## USING THE INFORMATION
1. List the colors that the Milan menswear report names for Dolce & Gabbana's signature line show in its opening sentence.
2. Print the Milan menswear report from "Models had tattoos" to "range Light Blue.".
3. Decide whether each statement agrees with the Milan menswear report. Answer yes or no and quote the words that settle it.
(a) Models at the Dolce & Gabbana show wore baseball caps.
(b) The kit bag at the Dolce & Gabbana show came only in black leather.
(c) Donatella Versace pared waistcoats down to a T shape.

## DOCUMENT EXTRACT
On the first day of Milan's spring/summer 2008 menswear collections on Saturday, Dolce & Gabbana's signature line show was colored in army-inspired khakis, navy, black and white.
Models had tattoos and military-style haircuts, and wore baseball caps or square-crowned peaked soldiers' hats.
Stefano Gabbana and Domenico Dolce loaded fatigue-style trousers with pockets and webbing holders for phones or hip flasks, adding a kit bag in black leather and mud-tone canvas to carry any extras.
They stretched and squared classic camouflage print and used it on T-shirts and mini swimming trunks - a style of beachwear the duo are currently using in a white version for eye-catching adverts for men's perfume range Light Blue.
Dolce & Gabbana suggested bermuda shorts in prints of blue and white florals with beige and maroon broad striped shirts.
Formal wear focused on single-button single-breasted black suits and white shirts, with ties trim and uniformly black -- reining in from Dolce & Gabbana's penchant for gold which sparkled through their winter men's collections in January.
Waistcoats were back, while shoes were pointed crocodile lace ups for formal wear or black patent wide-strapped sandals.
Waistcoats were on show at Versace as well, as Donatella Versace pared them down to a T shape.
Trench coat shapes stopped short at the waist, shirts were long enough to double up as jackets and there were silky pastel colored cowls on T shirts.
The collection, which had no shorts, no beachwear and no swimwear, stuck to a formal, tailored theme in single-breasted suits and pleat-front trousers.

## RECORDED DATA
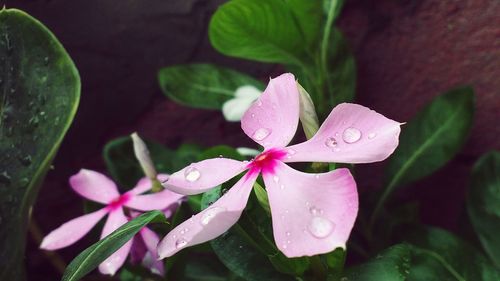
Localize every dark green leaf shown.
[402,227,500,281]
[62,211,166,281]
[0,8,80,280]
[209,0,305,65]
[103,137,201,188]
[467,151,500,268]
[202,187,293,281]
[374,87,474,215]
[341,244,410,281]
[158,64,264,109]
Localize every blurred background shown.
[5,0,500,280]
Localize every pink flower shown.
[40,169,183,275]
[158,74,400,258]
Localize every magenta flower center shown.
[248,148,286,174]
[107,193,131,211]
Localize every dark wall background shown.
[5,0,500,280]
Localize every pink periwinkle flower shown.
[158,74,400,258]
[40,169,183,275]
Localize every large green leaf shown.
[158,64,264,109]
[62,211,166,281]
[374,87,474,217]
[0,8,80,280]
[408,227,500,281]
[103,137,201,188]
[209,0,305,65]
[341,244,412,281]
[467,151,500,268]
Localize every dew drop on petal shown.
[252,128,271,141]
[175,238,187,249]
[184,167,201,182]
[342,127,361,143]
[200,207,226,225]
[307,216,335,238]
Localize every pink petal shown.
[158,173,258,259]
[163,158,247,195]
[69,169,120,204]
[40,208,108,250]
[99,208,132,275]
[263,162,358,258]
[125,189,184,211]
[140,227,165,276]
[130,174,168,195]
[285,103,401,163]
[241,73,299,148]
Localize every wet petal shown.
[163,158,247,195]
[158,173,258,259]
[130,174,169,195]
[125,189,184,211]
[140,227,165,276]
[285,103,401,163]
[241,73,299,148]
[99,208,132,275]
[69,169,120,204]
[222,85,262,122]
[263,162,358,258]
[40,209,108,250]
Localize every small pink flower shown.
[158,74,400,258]
[40,169,183,275]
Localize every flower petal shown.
[125,189,184,211]
[99,208,132,275]
[285,103,401,163]
[40,208,108,250]
[263,162,358,258]
[130,174,169,195]
[69,169,120,204]
[163,158,247,195]
[140,227,165,276]
[158,173,258,259]
[241,73,299,148]
[222,85,262,122]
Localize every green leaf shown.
[467,151,500,268]
[372,87,474,219]
[158,64,264,109]
[402,227,500,281]
[62,211,166,281]
[341,244,410,281]
[103,136,201,188]
[202,187,293,281]
[209,0,305,65]
[0,8,80,280]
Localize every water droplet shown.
[175,238,187,249]
[342,127,361,143]
[252,128,271,141]
[309,206,323,216]
[200,207,226,225]
[0,171,11,184]
[325,137,337,148]
[307,217,335,238]
[184,167,201,182]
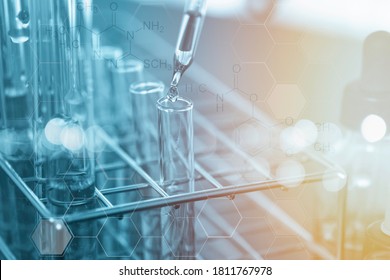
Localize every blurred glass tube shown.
[130,82,164,164]
[0,0,37,259]
[32,1,97,259]
[129,81,164,259]
[157,97,194,259]
[93,46,123,135]
[111,58,144,142]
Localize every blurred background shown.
[0,0,390,259]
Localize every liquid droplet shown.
[16,10,30,27]
[167,86,179,102]
[8,28,30,44]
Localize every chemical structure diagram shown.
[6,1,341,258]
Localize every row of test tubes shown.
[0,0,194,259]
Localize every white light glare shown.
[280,120,318,154]
[361,115,386,143]
[60,124,85,151]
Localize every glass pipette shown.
[167,0,207,102]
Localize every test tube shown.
[129,81,164,259]
[93,46,123,135]
[111,58,144,142]
[0,0,36,259]
[32,1,97,259]
[157,97,194,259]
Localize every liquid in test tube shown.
[157,97,194,259]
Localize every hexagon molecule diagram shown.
[235,119,270,155]
[31,219,72,255]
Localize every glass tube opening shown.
[157,97,195,259]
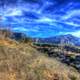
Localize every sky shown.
[0,0,80,38]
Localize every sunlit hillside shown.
[0,29,80,80]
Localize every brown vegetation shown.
[0,29,80,80]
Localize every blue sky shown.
[0,0,80,38]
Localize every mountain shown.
[34,34,80,46]
[0,31,80,80]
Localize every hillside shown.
[0,31,80,80]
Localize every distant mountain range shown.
[33,34,80,46]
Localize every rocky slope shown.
[0,30,80,80]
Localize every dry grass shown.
[0,39,80,80]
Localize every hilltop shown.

## SET OF ANSWERS
1. khaki, navy, black, white

2.
Models had tattoos and military-style haircuts, and wore baseball caps or square-crowned peaked soldiers' hats.
Stefano Gabbana and Domenico Dolce loaded fatigue-style trousers with pockets and webbing holders for phones or hip flasks, adding a kit bag in black leather and mud-tone canvas to carry any extras.
They stretched and squared classic camouflage print and used it on T-shirts and mini swimming trunks - a style of beachwear the duo are currently using in a white version for eye-catching adverts for men's perfume range Light Blue.

3.
(a) Yes: "wore baseball caps or square-crowned peaked soldiers' hats"
(b) No: "a kit bag in black leather and mud-tone canvas"
(c) Yes: "as Donatella Versace pared them down to a T shape"